▶ [Reading passage]:
Air Force Tech. Sgt. Cody Smith will be awarded the Silver Medal at 10 a.m. Friday, Nov. 22., at Cannon Air Force Base, New Mexico, for gallantry against an armed enemy of the United States in combat.
Smith, who was named Air Force Times’ 2019 Airman of the Year, is a combat controller with the 26th Special Tactics Squadron, 24th Special Operations Wing, Air Force Special Operations Command, ABC News reported.
He was deployed with a U.S. Special Forces Team during Operation Freedom’s Sentinel in support of the Resolute Support Mission in Afghanistan. Special Tactics are the Air Force’s ground special operation forces. They lead the global access, precision strike, battlefield surgical operations and personnel recovery.
Smith is being awarded the nation’s third-highest medal for securing the safety of his joint and partner force members by preventing enemy forces in Afghanistan from overrunning allies during national parliamentary elections in October 2018.
During the two-week-long mission, Smith served as the sole joint terminal attack controller, or JTAC. On October 7, 2018, Smith and the joint Army and Afghan teams were on their way to disperse Taliban forces who took over a Maymana village in northwest Afghanistan when they were met with machine-gun fire and rocket-propelled grenades.
In a firefight that lasted nearly 10 hours and without any regard for his own life, Smith exposed himself to accurate enemy fire so he could control airstrikes, assist dozens of citizens who were killed or injured by the Taliban’s ambush.
Smith was able to coordinate the attacks with F-16 Fighting Falcons and AH-64 Apache helicopters by using multiple precision-guided 500-pound bombs engaging as close as 90 meters away.
One week later, Smith was specifically targeted and severely concussed from effective mortar fire which hit two meters away from his position when nearly 600 Taliban fighters attacked the village from the south.
When he regained consciousness, he declined medical attention and continued to control airstrikes and neutralize the remaining threats for another five hours.
When an RPG hit his vehicle, again, Smith declined medial support so he could continue to fight. He remained with his team for 14 hours of in a vehicle, back to friendly lines and ensure their safety.
Commander of Air Force Special Operations Command, Air Force Lt. Gen. Jim Slife, will officiate the ceremony on Friday.
Special Tactics Airmen have received one Medal of Honor, 11 Air Force Crosses and 48 Silver Stars since the terrorist attacks on Sept. 11, 2001.

▶ [Set of tasks]:
**1.** Copy the passage on Cody Smith's award word for word, from "When he regained" to "Sept. 11, 2001.".
**2.** In the passage on Cody Smith's award, who will officiate the ceremony?

▶ [Data for review]:
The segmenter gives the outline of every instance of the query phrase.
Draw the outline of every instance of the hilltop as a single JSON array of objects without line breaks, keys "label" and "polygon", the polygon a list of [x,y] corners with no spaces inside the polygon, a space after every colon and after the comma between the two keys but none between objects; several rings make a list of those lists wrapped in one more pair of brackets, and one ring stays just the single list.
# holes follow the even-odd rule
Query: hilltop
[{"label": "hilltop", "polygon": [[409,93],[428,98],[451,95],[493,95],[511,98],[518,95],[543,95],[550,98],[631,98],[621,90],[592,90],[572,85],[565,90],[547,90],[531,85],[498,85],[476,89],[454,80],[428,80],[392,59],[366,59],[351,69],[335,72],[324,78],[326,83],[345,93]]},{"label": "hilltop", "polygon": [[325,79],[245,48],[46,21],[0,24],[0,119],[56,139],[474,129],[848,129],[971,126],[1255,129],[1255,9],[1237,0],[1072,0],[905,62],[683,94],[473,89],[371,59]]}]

▶ [Answers provided]:
**1.**
When he regained consciousness, he declined medical attention and continued to control airstrikes and neutralize the remaining threats for another five hours.
When an RPG hit his vehicle, again, Smith declined medial support so he could continue to fight. He remained with his team for 14 hours of in a vehicle, back to friendly lines and ensure their safety.
Commander of Air Force Special Operations Command, Air Force Lt. Gen. Jim Slife, will officiate the ceremony on Friday.
Special Tactics Airmen have received one Medal of Honor, 11 Air Force Crosses and 48 Silver Stars since the terrorist attacks on Sept. 11, 2001.

**2.** Air Force Lt. Gen. Jim Slife, Commander of Air Force Special Operations Command.